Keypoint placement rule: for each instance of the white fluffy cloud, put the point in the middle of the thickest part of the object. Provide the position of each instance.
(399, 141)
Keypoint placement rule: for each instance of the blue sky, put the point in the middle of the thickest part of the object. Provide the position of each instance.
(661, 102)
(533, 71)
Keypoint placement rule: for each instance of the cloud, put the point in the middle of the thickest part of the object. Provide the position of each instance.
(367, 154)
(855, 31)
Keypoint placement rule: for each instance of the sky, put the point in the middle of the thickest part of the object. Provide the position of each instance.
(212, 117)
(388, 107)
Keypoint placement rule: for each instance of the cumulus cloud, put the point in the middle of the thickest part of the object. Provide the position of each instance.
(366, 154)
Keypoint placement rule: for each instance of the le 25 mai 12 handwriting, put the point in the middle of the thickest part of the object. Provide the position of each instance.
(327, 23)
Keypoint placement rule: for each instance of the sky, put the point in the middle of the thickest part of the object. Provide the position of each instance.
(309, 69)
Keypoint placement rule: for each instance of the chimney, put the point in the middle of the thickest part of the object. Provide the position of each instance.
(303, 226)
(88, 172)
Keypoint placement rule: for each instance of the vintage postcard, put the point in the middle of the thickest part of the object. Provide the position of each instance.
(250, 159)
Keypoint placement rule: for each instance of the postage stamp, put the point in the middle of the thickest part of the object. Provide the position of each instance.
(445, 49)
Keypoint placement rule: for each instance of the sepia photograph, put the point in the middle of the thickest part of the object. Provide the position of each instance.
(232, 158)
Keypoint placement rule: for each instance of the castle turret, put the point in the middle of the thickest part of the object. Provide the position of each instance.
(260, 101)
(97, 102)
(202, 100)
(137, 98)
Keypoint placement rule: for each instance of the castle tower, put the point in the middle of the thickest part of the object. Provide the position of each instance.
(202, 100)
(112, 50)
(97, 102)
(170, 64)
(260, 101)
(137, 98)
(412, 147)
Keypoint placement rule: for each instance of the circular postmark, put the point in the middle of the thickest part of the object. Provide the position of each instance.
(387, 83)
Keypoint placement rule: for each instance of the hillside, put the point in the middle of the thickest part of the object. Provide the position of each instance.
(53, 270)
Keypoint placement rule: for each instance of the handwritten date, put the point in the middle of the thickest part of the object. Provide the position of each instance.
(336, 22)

=-=-=

WHAT THE TASK ASKS: Reproduce only the lines running from the one that contains "Keypoint placement rule: for each instance of the vintage" to the last line of the records.

THE SOLUTION:
Keypoint placement rule: for each instance of the vintage postcard, put the point in the middle of the thickest part of the object. Provide the position of each instance.
(250, 159)
Keypoint placement rule: for each instance of the postage stamp, put the point in the middle of the thickest part of the object. Provide the position of each instance.
(445, 49)
Keypoint placement rule: for each instance of the sepia photograph, put the point in the middle of the thickest part of the object. Provide the position of each instance.
(232, 158)
Keypoint placement rule: for each instance of the castle turret, put the point in the middle of the thickest part of the object. Provide the position of each instance.
(260, 101)
(97, 102)
(202, 100)
(137, 98)
Keypoint placement rule: for each instance of the castle tower, put the point in the middle of the thickest part of the object. Provide the position of each instance.
(202, 100)
(112, 50)
(97, 102)
(170, 64)
(260, 101)
(137, 98)
(412, 147)
Keypoint placement rule: for each instance of the circular postmark, put the point in the middle of the thickest part of the object. Provide the position of each instance.
(387, 83)
Keypoint placement rule: for each instance of the hillside, put the point in the middle of the thickest part of the object. Provide the position of each instance.
(53, 270)
Keypoint placement rule: for each instance of the handwritten date, put the point in the middle of the thickest part of the object. Provide the position of each instance.
(336, 22)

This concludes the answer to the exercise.